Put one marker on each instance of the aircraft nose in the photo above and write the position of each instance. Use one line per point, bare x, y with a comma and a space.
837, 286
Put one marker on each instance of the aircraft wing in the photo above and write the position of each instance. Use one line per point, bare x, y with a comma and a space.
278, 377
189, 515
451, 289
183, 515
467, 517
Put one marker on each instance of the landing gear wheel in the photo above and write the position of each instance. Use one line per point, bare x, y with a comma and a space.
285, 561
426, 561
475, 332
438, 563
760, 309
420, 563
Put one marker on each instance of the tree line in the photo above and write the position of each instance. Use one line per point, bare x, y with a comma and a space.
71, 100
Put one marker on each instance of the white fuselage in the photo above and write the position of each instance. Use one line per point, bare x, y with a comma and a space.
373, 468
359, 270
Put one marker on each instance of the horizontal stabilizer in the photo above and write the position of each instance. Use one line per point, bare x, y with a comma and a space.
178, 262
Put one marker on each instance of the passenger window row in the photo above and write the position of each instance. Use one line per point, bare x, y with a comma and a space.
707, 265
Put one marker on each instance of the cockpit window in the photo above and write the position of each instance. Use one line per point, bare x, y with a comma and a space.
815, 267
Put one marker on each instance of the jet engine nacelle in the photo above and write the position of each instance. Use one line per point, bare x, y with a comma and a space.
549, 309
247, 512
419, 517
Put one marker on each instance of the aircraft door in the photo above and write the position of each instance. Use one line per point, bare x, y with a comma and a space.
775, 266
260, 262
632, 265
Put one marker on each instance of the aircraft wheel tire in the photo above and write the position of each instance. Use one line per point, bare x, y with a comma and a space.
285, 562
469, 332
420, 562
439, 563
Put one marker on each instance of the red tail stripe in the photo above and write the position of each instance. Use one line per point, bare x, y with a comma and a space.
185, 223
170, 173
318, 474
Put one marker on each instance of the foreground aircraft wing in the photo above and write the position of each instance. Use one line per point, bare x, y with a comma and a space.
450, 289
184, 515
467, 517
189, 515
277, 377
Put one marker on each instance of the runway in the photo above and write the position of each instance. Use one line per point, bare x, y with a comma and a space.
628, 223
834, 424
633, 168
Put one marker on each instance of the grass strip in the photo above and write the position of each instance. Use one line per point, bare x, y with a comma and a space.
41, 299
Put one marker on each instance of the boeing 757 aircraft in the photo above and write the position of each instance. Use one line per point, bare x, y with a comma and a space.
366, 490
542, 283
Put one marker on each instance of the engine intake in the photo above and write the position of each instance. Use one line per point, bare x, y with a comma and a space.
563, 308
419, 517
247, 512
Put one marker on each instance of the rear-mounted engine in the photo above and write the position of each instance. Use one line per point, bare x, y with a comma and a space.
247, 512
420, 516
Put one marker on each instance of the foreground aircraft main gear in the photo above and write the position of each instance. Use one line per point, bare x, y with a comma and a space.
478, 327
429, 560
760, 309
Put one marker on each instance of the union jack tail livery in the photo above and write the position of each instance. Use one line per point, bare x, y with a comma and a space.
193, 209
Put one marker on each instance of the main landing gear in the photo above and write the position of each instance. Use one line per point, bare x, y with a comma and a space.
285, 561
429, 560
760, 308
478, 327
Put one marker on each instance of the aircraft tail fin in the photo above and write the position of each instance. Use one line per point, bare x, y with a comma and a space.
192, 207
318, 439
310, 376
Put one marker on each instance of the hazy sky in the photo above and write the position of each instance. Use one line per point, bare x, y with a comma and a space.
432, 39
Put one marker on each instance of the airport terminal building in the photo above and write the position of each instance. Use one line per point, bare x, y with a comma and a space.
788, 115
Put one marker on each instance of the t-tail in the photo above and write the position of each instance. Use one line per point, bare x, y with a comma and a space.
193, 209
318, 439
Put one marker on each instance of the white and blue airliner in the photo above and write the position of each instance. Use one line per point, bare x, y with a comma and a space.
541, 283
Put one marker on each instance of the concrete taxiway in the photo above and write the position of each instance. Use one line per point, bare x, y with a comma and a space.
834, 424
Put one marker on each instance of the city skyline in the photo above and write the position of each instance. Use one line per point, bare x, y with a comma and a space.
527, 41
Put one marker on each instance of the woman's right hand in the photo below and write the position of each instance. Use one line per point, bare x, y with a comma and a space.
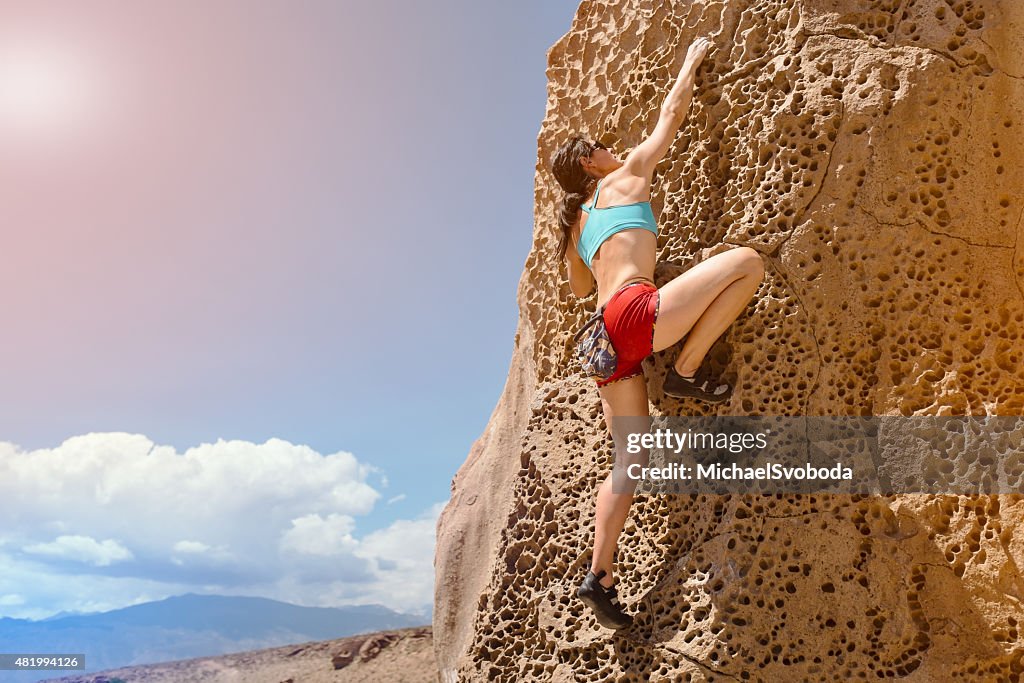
696, 52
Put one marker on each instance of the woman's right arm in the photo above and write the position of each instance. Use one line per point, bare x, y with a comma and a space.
645, 157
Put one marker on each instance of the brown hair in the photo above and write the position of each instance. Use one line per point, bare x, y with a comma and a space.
578, 185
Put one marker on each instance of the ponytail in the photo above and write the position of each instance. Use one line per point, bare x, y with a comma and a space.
578, 185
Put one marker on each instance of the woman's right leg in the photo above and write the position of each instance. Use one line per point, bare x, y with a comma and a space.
705, 301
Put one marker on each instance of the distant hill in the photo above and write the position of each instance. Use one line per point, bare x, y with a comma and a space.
184, 627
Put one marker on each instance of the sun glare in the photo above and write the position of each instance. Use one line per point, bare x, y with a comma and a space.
45, 91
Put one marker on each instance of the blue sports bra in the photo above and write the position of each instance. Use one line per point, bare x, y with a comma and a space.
602, 223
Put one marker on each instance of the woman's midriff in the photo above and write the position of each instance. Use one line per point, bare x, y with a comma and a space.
625, 257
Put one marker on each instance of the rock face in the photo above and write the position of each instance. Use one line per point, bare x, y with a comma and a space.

---------------

All of the material above needs to be restated exactly, with no pictures.

◆ Solution to this task:
Put one marker on each instance of the aircraft nose in the photo above and write the position of each instance. Use one line per point, bare x, y with a comma and a space.
837, 286
Put one marker on each instance of the aircraft wing in the photo above and write the position of each instance. Use one line per point, bare x, y with a comma and a space.
278, 377
189, 515
451, 289
183, 515
467, 517
Put one marker on each instance of the landing gear wheel in the photo above and write the position of each instance. Use one line per point, bare x, y with a comma and a space.
285, 561
426, 561
475, 332
438, 563
760, 309
420, 563
Put one marker on each instance of the tree line in the photo above and write the position of each instance. Use one line per point, bare x, y with a comma and a space.
71, 100
Put one marker on each instance of the white fuselage in the photo above and write the position of each instance. Use one line per point, bare x, y with a comma and a space.
373, 468
359, 270
Put one marker on each instance of the horizontal stabilizer in the photo above and write the position of each instance. Use one line per point, bare x, y with a comma and a space.
178, 262
Put one marker on each instance of the passenger window row in the photo above and write the position of each instance. Use one line per point, bare x, y with a comma and a space.
707, 265
Put one marker on each instance of the cockpit window in the photo above and write the position of each instance. Use one line per point, bare x, y with a comma and a space.
815, 267
Put one marker on each instance of the jet engine nacelle in the photo above and write the position of each instance. Use one line per point, bare x, y with a comma and a space.
549, 309
247, 512
419, 517
Put one marker on each instance of the aircraft door in the photo above and write the position of each instance. Use one line per point, bare x, y with a comma and a space.
775, 266
260, 262
632, 265
Put one marker on each instance of the aircraft wheel tire in the photo above and write the position of each instance. Use one line per point, bare x, y with a comma and a space.
285, 562
469, 332
420, 562
439, 563
Put one marker on each instance of the red tail stripe in the photo above and write the position of each instance. Use one line per point, bare x, y with a comma and a space.
185, 223
170, 173
318, 474
Put one marker on each instance of the foreground aircraft wing in the photo above and write the position of each instance. Use one line per point, bare x, y with a comma and a space.
450, 289
184, 515
467, 517
189, 515
277, 377
Put one marker on each instance of the runway in the photo above and write the position of each instance. Use one line per point, bare x, y with a comma and a space.
628, 223
834, 424
633, 168
Put one marker on each instance of the grass strip in the photo above and write the position of each instance. Use one line per point, bare x, y with a comma and a space.
41, 299
Put one marker on each instance of the boeing 757 aircraft in the photo above and write the position of each instance. Use one line per point, bare x, y with a comma and a space.
366, 490
542, 283
Put one marker on each instance of the engine intake in the photo above and write the position of each instance. Use one line per point, bare x, y with a comma and a space.
563, 308
419, 517
247, 512
Put one marker on each instance of the rear-mounted engine in the photo above and write the position of each instance. Use one line per point, bare x, y with a comma and a space.
247, 512
420, 516
Put one marker on each instance of the foreground aircraft main gear in the photo above and write the position of each instance. Use one line per point, bare x, y with a comma and a space.
478, 327
429, 560
760, 309
Put one marker on each instance of the union jack tail livery in the photo above and write the position of each instance. Use one line per point, bare x, y with a comma and a space.
193, 209
Put one marker on each instance of the main landing gear in the photo above and write the position of each instance. Use one line per point, bare x, y with a comma and a space.
285, 561
429, 560
760, 308
478, 327
Put one marker on each instance of the aircraft tail fin in the photo above and write the position of each instance. Use one line per point, bare x, y with a comma and a space.
192, 207
318, 439
310, 376
Put one marker on each instance of the hazy sky in the photo above and write the position of each instance. Use one line per point, bare x, y with a comma and a space.
432, 39
Put one marker on each instance of the airport terminal building in the photo above and write the position of each instance. Use one line per point, bare x, y with a comma and a space.
788, 115
Put one marker on each instance of the t-tail in the photo above and write the position of each instance. Use one line per point, bare x, y with a comma and a space.
193, 209
318, 439
Put one marker on each instance of the white and blue airliner in the photo above and write the position of each instance. Use one line per point, bare x, y with a comma and a space.
541, 283
Put one marker on each instance of the concrete taxiway in the photo above and write the position of each instance. Use one line per point, bare x, y with a comma and a space.
834, 424
Put one marker on each instance of the city skyline in the photo above and write the position of each instance. Use one line per point, bare x, y with a comma and a space.
527, 41
Put one marker on each instance of the woman's right hand in the photo below and write the position of each instance. Use one line per point, bare x, y with a comma and a space.
696, 52
Put one marker on each instance of the woman's right arm in the photo above and write the position of each instance. Use one line per point, bare x, y with a comma and a space.
645, 157
Put one marker on each instance of the brown hair in the photo above and write the position of each instance. Use one line per point, bare x, y with a comma and a space.
578, 185
Put one marker on each instance of the ponytail in the photo above and write the position of each instance. Use one line per point, bare x, y with a comma and a space.
578, 185
Put one marker on each instance of the woman's right leg in the photo above and write the position of each instance. Use one line per point, bare x, y with a comma and a space.
705, 301
Put one marker on each instance of the distant hill in the photo above and write the position of each instance. Use one line per point, bare x, y with a comma and a space.
184, 627
Put one marker on each instance of the sun glare in the photo above and write the position of each instance. Use one line per point, bare x, y with a comma and a space.
45, 91
Put one marker on each instance of the blue sports bra in the photo above and write the position of each instance. Use one line per point, bare x, y with a comma and a space.
602, 223
Put one marker on each instance of the woman's midriff in the photo above and write the position of each instance. Use one line per point, bare x, y with a comma and a space.
625, 257
Put one marker on each instance of the rock face in the photo above and write the position of each instance. Use one line per point, bare x, y with a comma and a space.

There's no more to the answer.